**Objectives**:
(a) Using the worked area solutions, explain how the maximum number of coconut trees for the grove is obtained.
(b) Pick up the worked area solutions from their final line and carry them forward.

## Start Quoted text

A rectangular coconut grove is 100 m long and 50 m wide. If each coconut tree requires 25 sq m, what is the maximum number of trees that can be planted in this grove?
Solution:
Length of the rectangular coconut grove = 100 m
and, breadth = 50 m
Area of the grove = 100 × 50 = 5000 sq m
Each coconut tree requires space = 25 sq m
∴ The maximum number of trees that can be planted in the grove \(\frac{5000}{25}\) = 200
Question 4.
By splitting the following figures into rectangles, find their areas (all measures are given in metres) :
Solution:
(a) Let the figure be divided into rectangles A. B. C and D.
Area of rectangle A = (3 × 3) sq m = 9 sq m
Area of rectangle B = (1 × 2) sq m = 2 sq m
Area of rectangle C = (3 × 3) sq m = 9 sq m
Area of rectangle D = (4 × 2) sq m = 8 sq m
∴ Total area of the figure
= (9 + 2 + 9 + 8) sq m
= 28 sq m
(b) Let the figure be divided into rectangles A, B and C as shown in the figure.

## End Quoted text
## Start Excerpted data

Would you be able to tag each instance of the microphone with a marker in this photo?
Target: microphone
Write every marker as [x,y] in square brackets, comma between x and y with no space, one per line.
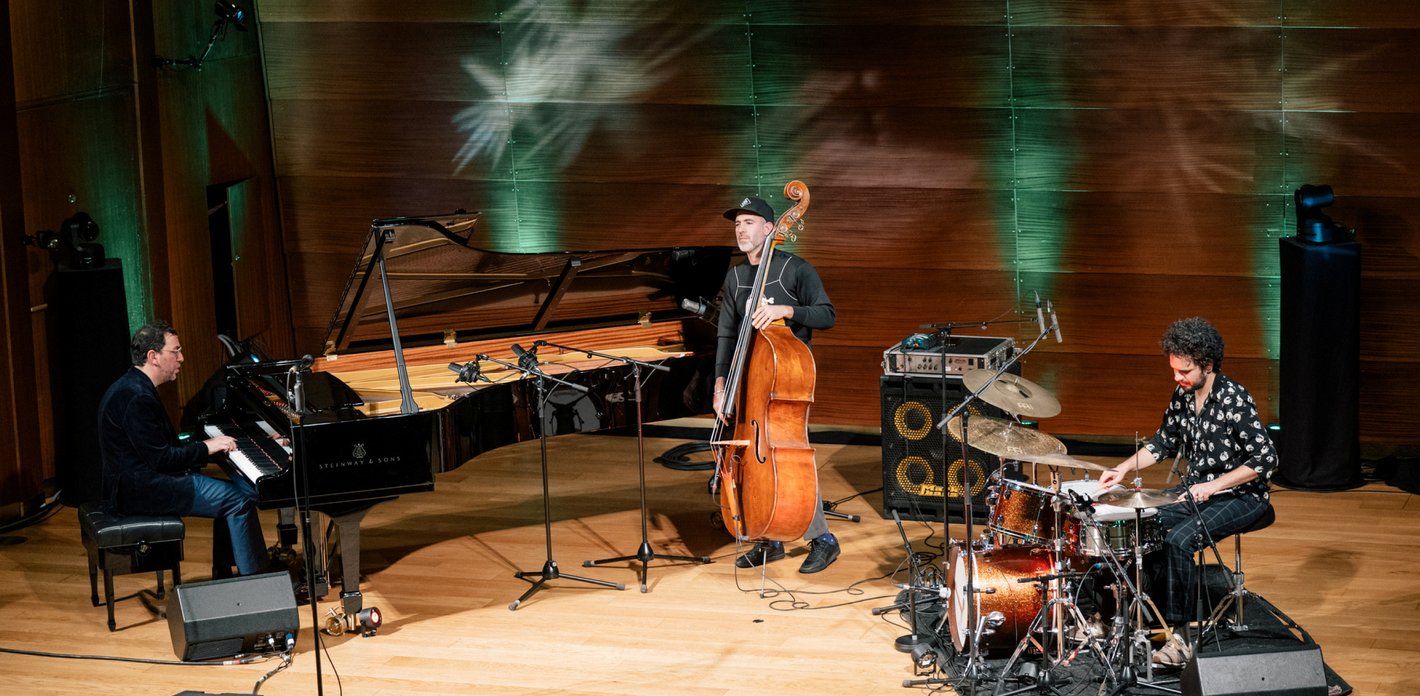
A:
[703,308]
[1040,316]
[696,306]
[527,360]
[1081,502]
[467,372]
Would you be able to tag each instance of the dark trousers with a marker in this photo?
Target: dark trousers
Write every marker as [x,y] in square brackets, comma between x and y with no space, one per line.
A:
[1221,516]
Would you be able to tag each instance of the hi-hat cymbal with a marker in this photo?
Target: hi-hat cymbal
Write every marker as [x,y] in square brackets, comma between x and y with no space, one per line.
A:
[1052,459]
[1014,394]
[1138,497]
[1004,438]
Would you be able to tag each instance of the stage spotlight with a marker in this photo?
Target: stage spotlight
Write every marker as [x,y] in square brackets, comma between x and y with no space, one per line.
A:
[229,13]
[1312,225]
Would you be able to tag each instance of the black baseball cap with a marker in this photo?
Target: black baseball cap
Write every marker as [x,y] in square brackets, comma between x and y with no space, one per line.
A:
[750,205]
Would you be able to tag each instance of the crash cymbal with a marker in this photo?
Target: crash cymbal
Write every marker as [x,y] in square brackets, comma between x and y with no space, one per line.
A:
[1138,497]
[1013,394]
[1004,438]
[1052,459]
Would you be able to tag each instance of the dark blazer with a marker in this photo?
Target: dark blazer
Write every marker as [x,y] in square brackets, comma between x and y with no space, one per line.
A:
[145,465]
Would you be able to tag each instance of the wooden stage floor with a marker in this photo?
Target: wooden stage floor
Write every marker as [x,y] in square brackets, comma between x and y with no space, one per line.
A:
[440,567]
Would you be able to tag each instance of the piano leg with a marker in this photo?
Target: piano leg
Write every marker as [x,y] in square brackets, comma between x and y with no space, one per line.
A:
[347,527]
[286,527]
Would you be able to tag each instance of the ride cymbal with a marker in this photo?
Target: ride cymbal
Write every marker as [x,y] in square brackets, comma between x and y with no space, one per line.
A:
[1138,497]
[1013,394]
[1006,438]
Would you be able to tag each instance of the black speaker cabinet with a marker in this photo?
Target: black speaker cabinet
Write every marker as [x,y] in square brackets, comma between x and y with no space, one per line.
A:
[88,350]
[918,465]
[1319,367]
[1268,671]
[235,615]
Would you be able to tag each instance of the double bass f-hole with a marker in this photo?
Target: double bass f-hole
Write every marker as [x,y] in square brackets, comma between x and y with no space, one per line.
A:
[758,456]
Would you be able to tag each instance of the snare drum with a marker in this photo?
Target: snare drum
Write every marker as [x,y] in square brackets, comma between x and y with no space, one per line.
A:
[1115,531]
[1023,512]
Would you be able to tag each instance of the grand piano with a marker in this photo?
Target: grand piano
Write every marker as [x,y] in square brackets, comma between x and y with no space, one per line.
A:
[381,412]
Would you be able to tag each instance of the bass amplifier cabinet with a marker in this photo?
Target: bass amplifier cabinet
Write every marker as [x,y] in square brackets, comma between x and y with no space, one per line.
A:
[233,617]
[919,460]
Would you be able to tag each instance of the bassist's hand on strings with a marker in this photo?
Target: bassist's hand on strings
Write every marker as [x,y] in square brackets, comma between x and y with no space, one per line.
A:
[770,313]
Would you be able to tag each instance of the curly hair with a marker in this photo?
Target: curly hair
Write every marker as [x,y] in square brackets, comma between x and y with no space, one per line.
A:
[152,337]
[1194,338]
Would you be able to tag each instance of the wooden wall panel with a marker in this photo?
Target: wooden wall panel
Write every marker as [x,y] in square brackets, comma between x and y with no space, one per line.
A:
[1145,232]
[1193,68]
[1128,313]
[1165,151]
[1131,162]
[1358,154]
[23,459]
[1148,13]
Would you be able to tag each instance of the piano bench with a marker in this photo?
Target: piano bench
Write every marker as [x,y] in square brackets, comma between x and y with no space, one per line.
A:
[127,544]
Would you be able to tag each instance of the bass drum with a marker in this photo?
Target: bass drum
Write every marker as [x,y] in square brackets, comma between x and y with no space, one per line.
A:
[997,575]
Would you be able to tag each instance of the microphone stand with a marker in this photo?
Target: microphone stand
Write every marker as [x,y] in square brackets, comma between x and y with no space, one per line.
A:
[643,553]
[303,503]
[550,566]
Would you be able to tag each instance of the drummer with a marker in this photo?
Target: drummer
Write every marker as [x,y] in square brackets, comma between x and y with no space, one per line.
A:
[1214,423]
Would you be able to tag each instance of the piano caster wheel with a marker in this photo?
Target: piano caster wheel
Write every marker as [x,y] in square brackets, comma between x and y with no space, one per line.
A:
[367,622]
[335,622]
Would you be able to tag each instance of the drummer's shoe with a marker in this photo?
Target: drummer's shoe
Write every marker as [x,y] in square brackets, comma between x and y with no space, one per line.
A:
[1092,628]
[1175,654]
[763,553]
[822,551]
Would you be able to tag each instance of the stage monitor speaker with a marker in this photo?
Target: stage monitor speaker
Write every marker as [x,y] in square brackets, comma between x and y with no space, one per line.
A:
[88,350]
[233,617]
[916,459]
[1292,669]
[1319,367]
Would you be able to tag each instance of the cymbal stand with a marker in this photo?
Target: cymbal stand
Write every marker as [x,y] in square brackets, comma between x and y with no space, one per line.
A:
[550,571]
[1131,624]
[976,662]
[643,554]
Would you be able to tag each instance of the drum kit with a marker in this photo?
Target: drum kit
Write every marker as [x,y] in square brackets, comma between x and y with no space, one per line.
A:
[1013,590]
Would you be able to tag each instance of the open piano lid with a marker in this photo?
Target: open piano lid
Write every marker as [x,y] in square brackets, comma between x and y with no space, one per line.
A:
[439,281]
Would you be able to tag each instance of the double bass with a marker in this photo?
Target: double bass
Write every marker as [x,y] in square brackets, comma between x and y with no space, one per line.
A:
[768,479]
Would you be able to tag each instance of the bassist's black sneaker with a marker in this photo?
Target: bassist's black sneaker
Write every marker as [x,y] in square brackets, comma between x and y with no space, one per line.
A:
[763,553]
[822,551]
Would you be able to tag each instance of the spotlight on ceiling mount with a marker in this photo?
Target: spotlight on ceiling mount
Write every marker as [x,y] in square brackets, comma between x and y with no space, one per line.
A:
[229,13]
[1312,225]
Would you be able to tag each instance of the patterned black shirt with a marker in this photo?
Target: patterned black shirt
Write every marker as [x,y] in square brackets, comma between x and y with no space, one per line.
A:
[1227,433]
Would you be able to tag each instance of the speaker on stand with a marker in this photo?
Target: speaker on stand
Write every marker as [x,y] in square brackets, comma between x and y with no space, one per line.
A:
[916,462]
[88,350]
[1319,367]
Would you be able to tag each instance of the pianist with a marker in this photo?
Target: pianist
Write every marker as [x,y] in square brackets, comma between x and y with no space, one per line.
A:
[148,470]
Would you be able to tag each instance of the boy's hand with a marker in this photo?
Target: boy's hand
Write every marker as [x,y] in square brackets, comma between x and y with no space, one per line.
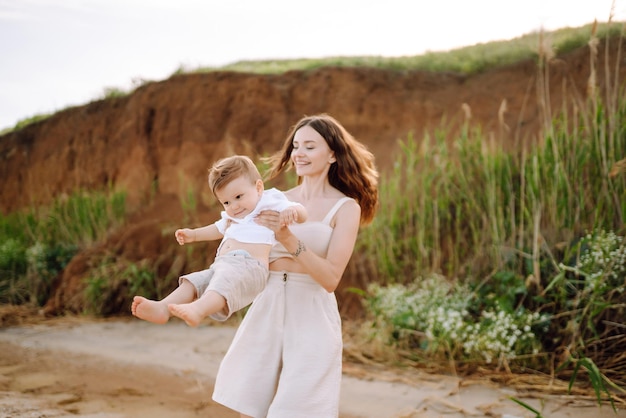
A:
[185,236]
[288,216]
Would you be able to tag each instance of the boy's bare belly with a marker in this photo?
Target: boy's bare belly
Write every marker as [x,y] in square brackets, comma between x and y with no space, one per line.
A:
[260,252]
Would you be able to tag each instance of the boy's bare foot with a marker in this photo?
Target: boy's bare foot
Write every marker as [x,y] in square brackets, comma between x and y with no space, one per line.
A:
[187,312]
[150,310]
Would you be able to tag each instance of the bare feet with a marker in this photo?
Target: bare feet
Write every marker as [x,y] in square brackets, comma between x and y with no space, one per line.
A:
[150,310]
[188,312]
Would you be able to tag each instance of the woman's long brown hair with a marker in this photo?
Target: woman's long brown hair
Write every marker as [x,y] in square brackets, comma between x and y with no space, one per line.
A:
[354,171]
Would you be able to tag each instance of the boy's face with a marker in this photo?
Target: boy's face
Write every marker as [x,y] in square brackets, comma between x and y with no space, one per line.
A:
[240,196]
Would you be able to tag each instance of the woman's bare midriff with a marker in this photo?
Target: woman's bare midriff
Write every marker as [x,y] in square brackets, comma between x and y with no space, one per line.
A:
[260,252]
[286,264]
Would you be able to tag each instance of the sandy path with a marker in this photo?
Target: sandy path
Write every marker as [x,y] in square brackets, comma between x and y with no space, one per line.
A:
[130,368]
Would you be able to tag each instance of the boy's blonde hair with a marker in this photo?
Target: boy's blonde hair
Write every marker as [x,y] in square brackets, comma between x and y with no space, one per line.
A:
[228,169]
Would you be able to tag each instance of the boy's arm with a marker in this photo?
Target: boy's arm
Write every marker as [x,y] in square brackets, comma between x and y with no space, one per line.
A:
[205,233]
[302,213]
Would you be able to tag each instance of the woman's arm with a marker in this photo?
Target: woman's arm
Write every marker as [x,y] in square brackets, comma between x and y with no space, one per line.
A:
[326,271]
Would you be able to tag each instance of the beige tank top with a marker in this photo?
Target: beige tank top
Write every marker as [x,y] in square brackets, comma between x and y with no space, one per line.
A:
[314,235]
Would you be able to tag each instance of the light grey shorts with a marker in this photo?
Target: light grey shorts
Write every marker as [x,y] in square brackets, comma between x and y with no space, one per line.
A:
[237,276]
[285,359]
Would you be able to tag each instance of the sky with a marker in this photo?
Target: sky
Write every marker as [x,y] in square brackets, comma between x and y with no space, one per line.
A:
[61,53]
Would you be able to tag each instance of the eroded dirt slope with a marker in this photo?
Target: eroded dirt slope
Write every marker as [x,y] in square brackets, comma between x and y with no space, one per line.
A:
[158,142]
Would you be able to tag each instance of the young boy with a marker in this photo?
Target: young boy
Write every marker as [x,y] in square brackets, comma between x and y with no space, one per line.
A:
[240,269]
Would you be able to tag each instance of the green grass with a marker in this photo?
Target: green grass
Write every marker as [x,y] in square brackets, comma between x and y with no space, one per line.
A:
[466,60]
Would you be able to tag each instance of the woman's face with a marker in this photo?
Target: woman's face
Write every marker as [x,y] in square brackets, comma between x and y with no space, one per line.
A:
[311,155]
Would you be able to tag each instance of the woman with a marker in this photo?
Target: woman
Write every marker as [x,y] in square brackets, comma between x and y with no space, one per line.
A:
[285,360]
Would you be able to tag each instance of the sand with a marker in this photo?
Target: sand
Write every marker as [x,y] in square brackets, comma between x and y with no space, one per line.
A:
[81,367]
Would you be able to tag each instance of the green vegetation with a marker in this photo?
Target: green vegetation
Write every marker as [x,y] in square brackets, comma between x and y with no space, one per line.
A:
[483,258]
[36,245]
[514,260]
[466,60]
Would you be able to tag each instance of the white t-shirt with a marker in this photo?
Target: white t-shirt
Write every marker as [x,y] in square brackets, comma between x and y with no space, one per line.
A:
[246,229]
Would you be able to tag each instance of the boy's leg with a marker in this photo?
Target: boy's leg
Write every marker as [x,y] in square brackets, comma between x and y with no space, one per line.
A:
[156,311]
[192,313]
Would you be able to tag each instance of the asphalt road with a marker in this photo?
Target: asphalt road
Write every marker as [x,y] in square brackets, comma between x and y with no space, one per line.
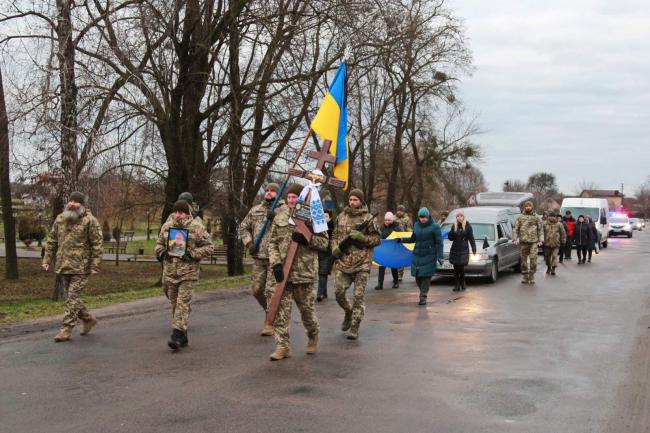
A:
[570,354]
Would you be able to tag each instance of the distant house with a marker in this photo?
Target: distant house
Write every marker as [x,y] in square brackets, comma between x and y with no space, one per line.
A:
[614,197]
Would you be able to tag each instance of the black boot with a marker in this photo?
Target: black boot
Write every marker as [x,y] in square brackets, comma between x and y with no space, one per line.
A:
[176,340]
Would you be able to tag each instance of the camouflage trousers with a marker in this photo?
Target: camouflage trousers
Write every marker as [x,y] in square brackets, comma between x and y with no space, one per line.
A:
[74,308]
[180,296]
[528,252]
[551,256]
[342,282]
[259,276]
[304,296]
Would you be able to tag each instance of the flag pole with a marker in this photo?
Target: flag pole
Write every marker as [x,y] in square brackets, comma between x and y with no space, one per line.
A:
[260,235]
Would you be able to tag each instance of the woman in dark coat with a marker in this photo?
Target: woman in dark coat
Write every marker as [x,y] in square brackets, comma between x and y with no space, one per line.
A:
[462,237]
[582,238]
[325,260]
[427,252]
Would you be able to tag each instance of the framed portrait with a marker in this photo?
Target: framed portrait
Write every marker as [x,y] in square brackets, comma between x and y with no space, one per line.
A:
[177,242]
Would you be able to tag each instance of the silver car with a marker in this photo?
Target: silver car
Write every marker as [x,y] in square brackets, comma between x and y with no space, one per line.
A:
[495,252]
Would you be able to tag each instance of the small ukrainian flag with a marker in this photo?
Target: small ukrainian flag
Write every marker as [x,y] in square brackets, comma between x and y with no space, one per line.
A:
[331,123]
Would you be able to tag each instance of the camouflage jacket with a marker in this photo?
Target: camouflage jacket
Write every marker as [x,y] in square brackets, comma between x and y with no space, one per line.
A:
[358,256]
[252,224]
[76,247]
[405,222]
[554,234]
[199,245]
[305,264]
[528,228]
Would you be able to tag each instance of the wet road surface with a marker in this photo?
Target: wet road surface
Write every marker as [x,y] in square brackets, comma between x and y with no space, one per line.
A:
[569,354]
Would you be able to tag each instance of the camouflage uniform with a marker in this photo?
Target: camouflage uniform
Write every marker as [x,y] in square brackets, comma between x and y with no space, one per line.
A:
[300,281]
[354,265]
[406,224]
[528,231]
[554,237]
[248,231]
[180,276]
[76,249]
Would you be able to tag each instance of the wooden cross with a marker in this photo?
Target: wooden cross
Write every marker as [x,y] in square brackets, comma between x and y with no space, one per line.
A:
[323,157]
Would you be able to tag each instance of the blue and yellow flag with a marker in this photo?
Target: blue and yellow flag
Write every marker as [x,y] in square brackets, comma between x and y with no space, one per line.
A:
[331,123]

## End Excerpted data

**Expected answers**:
(a) The grove measures 100 m by 50 m, so its area is 100 × 50 = 5000 sq m. Each coconut tree needs 25 sq m, so dividing 5000 by 25 gives a maximum of 200 trees.

(b)
Area of the rectangle A = (2 × 1) sq m = 2 sq m
Area of the rectangle B = (5 × 1) sq m = 5 sq m
Area of the rectangle C = (2 × 1) sq m = 2 sq m
∴ Total area of the figure = (2 + 5 + 2) sq m = 9 sq m
Figure it Out (Page 139)
Cut out the tangram pieces given at the end of your textbook.
Question 1.
Explore and figure out how many pieces have the same area.
Solution:
Here, two pieces A and B have the same area. Similarly, shape C and E have the same area.
Question 2.
How many times bigger is Shape D as compared to Shape C? What is the relationship between Shapes C, D and E?
Solution:
Shape D is two times bigger as compared to shape C. Clearly, the areas of shape C and E added together is equal to the area of shape D.
Question 3.
Which shape has more area: Shape D or F? Give reasons for your answer.
Solution:
Here, the middle triangle and the square are made up of two small triangles, each of them having area twice the area of the surrounding triangle so, shape D and F have the same area.
Question 4.
Which shape has more area: Shape F or G? Give reasons for your answer.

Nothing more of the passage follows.